#### [Problem]
Rewrite all the items below, swapping every "photo" for "image" and leaving everything else unchanged. Leave the pictures out.

#### [Input data]
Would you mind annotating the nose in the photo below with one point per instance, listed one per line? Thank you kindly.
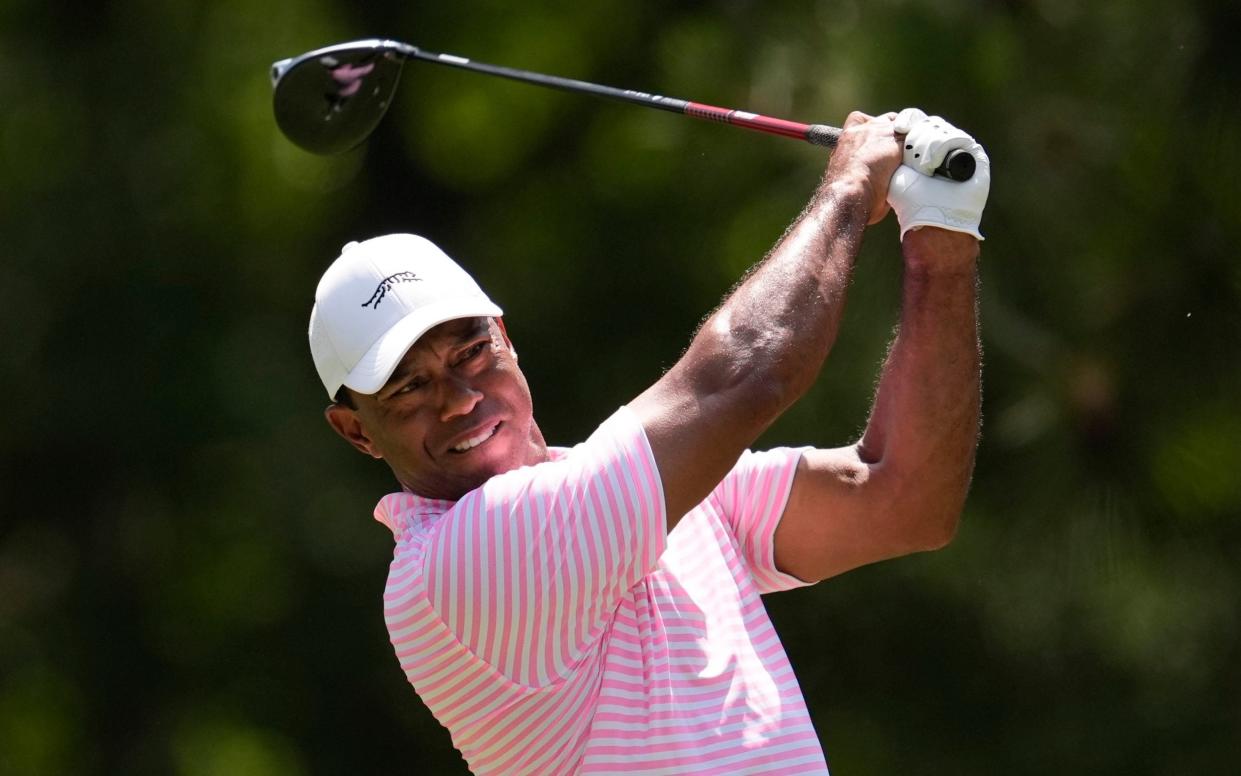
(458, 397)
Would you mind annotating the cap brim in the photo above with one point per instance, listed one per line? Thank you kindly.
(380, 361)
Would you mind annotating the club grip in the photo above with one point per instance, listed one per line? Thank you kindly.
(957, 165)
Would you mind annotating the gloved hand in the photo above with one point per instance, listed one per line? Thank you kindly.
(922, 200)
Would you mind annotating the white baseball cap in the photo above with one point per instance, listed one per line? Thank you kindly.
(376, 299)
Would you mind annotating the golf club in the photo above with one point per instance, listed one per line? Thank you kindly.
(330, 99)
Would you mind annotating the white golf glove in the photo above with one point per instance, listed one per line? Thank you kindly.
(922, 200)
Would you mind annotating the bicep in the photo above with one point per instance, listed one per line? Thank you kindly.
(696, 433)
(842, 513)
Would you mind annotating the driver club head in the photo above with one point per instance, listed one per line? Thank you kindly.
(330, 99)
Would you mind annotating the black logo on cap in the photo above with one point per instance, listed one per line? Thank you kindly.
(386, 286)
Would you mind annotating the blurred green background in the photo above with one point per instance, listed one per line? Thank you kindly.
(189, 574)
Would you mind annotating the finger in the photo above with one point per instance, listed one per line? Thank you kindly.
(907, 118)
(855, 118)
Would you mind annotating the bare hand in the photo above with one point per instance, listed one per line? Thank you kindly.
(866, 155)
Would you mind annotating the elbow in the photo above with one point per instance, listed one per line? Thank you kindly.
(940, 530)
(930, 520)
(933, 527)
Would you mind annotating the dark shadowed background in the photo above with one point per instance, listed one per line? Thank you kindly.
(189, 572)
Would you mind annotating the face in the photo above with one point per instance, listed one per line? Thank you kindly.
(456, 412)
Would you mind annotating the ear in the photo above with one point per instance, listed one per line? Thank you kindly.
(345, 422)
(504, 333)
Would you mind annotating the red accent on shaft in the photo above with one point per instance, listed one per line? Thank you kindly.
(751, 121)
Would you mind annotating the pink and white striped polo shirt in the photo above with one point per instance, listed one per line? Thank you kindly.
(554, 626)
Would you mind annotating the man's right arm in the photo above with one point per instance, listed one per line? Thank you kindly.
(765, 345)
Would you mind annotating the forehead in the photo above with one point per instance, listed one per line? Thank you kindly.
(446, 335)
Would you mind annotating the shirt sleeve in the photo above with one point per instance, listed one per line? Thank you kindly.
(751, 499)
(526, 569)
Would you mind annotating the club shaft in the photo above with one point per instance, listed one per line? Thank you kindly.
(818, 134)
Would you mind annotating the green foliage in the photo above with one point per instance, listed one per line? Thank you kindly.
(189, 579)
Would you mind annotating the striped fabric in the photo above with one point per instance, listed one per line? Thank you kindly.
(554, 626)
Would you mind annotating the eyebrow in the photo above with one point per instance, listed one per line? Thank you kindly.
(480, 327)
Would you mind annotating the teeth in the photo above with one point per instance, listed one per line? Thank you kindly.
(475, 441)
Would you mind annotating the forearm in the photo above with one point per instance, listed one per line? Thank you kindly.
(923, 426)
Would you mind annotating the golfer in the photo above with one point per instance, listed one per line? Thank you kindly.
(596, 609)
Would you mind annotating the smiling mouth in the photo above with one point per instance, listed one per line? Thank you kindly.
(474, 441)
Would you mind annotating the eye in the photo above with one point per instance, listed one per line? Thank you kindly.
(473, 351)
(412, 385)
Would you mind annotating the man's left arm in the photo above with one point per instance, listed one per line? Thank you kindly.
(902, 487)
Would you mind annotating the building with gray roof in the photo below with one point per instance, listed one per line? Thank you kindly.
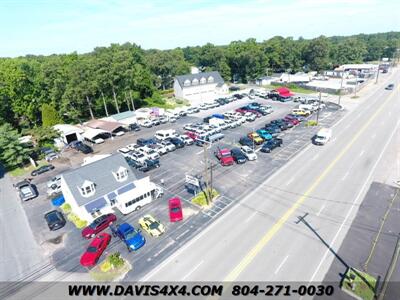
(101, 186)
(199, 87)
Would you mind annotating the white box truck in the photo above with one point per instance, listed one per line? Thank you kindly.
(323, 136)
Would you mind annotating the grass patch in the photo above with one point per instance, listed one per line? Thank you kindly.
(65, 208)
(79, 223)
(113, 268)
(293, 87)
(359, 283)
(200, 198)
(311, 123)
(26, 169)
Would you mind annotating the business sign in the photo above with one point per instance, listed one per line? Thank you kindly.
(192, 180)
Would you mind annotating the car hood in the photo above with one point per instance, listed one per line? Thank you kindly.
(136, 242)
(88, 259)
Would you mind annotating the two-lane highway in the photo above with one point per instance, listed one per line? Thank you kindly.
(327, 182)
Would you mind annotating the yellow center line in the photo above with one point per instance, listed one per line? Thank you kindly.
(234, 274)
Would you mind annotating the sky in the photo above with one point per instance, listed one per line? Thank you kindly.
(63, 26)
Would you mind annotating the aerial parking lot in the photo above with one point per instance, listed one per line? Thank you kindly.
(232, 182)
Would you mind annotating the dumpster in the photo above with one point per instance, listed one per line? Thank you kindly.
(58, 201)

#### [Exercise output]
Would you mind annotating the nose in the image below with one point per instance, listed one per line? Thank you kindly.
(458, 397)
Would you mind annotating the cap brim in the image above with one point per instance, listed one per line? Thank you kindly.
(380, 361)
Would you mind annotating the club grip in the image above with one point per instance, listed one per line? Thank you kindly.
(957, 165)
Would you mind annotating the gloved hand in the image above with one point per instance, listed one per line? Thank you kindly.
(922, 200)
Would you mind annotating the white baseball cap in the image above with one point per instance, listed one per line? Thank you kindly.
(376, 299)
Would you mind annotating the golf club in the image above with one point per instance, listed one per line? Thank you kindly.
(330, 99)
Would you mind annotating the white golf glove in the image above with one point per instance, listed one per line? Thank you kindly.
(922, 200)
Would you mind annotating the bicep in the image above with one point per instance, listed one per line? Thank you kindly.
(696, 433)
(842, 513)
Would you mind annotating the driver club head in the image above with one point per instance, listed one per line? Thank you kindly.
(330, 99)
Would you mind annotating the black logo on cap in the image above with one point per instance, listed one per line? Thank you kindly.
(386, 286)
Would you mind annotating the blurred green background in the image above with one point per instance, listed one per line? Thank you kindly.
(189, 574)
Would you mind annotating the finger in the image above with one point per instance, listed one per line? Thank you kindly.
(907, 118)
(855, 118)
Would you mind annotating the bare hand in the image above with one point per instance, listed one per line? Thank you kindly.
(866, 155)
Would you mind annotating the elbow in the image above with one point per instance, listed one per line? Thank you kindly.
(940, 530)
(930, 520)
(933, 527)
Would you mind annotating the dark shadowed background in the image above with one point per instance, listed one per line? Thank you kindly.
(189, 572)
Would you mind annotating the face in the image above with one point per instance, listed one per line? Thank you kindly.
(456, 412)
Would you mind annotating the ear in the image above with one point per instance, listed one per line? Thank you kindly.
(345, 422)
(504, 333)
Would you mind annotating the red accent on shaft in the image above with one point per instance, listed one per line? Thank you kindly.
(751, 121)
Would you mind annotating the pink and white striped polo shirt in the image above with one point per instance, listed one per line? Thank you kindly.
(554, 626)
Would you mind annotating the man's right arm in the image above with one point per instance, listed one per line? Thank you kindly.
(765, 345)
Would you mind annotating the forehead in the image above with one point per instance, listed one per line? Thank you kindly.
(446, 335)
Would you mind annotating the shirt sleeve in the image above with one point per instance, listed one per line? Thank you kindly.
(751, 499)
(526, 569)
Would you mind annotating the club shaft in the image above with one point per instance, listed one per line? Thank you kindly.
(818, 134)
Would you mind annotating the green foliage in the image above with one point per instance, listed one per line? Thank you kindly.
(189, 579)
Would you mind annotating the striped fabric in the image above with one point per instance, listed one per line? Thank you kindly.
(554, 626)
Would you mind annotating the eyebrow in the image above with one point per instance, listed one per line? Thank you kindly.
(480, 327)
Would you mind annotating the teeth in the image above with one point per instance, listed one per line? Thank you kindly.
(475, 441)
Would you mind annotating the forearm in the image above with one point per instance, listed one per line? Thank you kindly.
(923, 426)
Would you mind annotating the golfer in the image above with one point per instance, listed one per line? Thank you kindly.
(596, 609)
Would you mind annotating the smiling mouth in the image above with one point per instance, listed one per line? Thank you kindly.
(474, 441)
Would you mind annotating the eye in the image above with one point per instance, listed one per line? Thank you kindly.
(473, 351)
(412, 385)
Would you mind annotating the man's left arm in the image above with one point per instance, listed one per line? Thank you kindly.
(902, 487)
Would you mind annotating the building with gray roof in the image below with one point per instance, listed one per line? Thank you kindly.
(101, 186)
(199, 87)
Would you mind annotating the white box truck in the image above with one point per instance, listed one per line? Thank you kindly.
(323, 136)
Would you mind annotating the grass patch in the image above with one point per instance, listed one per line? Thank you kindly.
(65, 208)
(79, 223)
(113, 268)
(293, 87)
(359, 283)
(200, 198)
(311, 123)
(26, 169)
Would you mind annotating the business sign in the image above with one point per instance, listed one per line? Thank you kindly.
(192, 180)
Would you mind annotating the car hood in the image above with one point per instance, listed one per line? Thank you kindly.
(136, 242)
(88, 259)
Would you mind annotating the two-lane highway in the image above with one point per instance, listed one per line? Thank you kindly.
(327, 182)
Would you mind annotating the yellow center line in the image above with one point per instance, listed one per line? Thank you kindly.
(234, 274)
Would you mind annotating the sky in the image above with one point per instance, listed one per line? Thank you kindly.
(63, 26)
Would you mind annotating the aerial parking lot in the image above with one point per instance, listed one per line? Thank you kindly.
(232, 182)
Would you mind annotating the dumpster in the image above with one point per instance, listed one per line? Thank you kindly.
(58, 201)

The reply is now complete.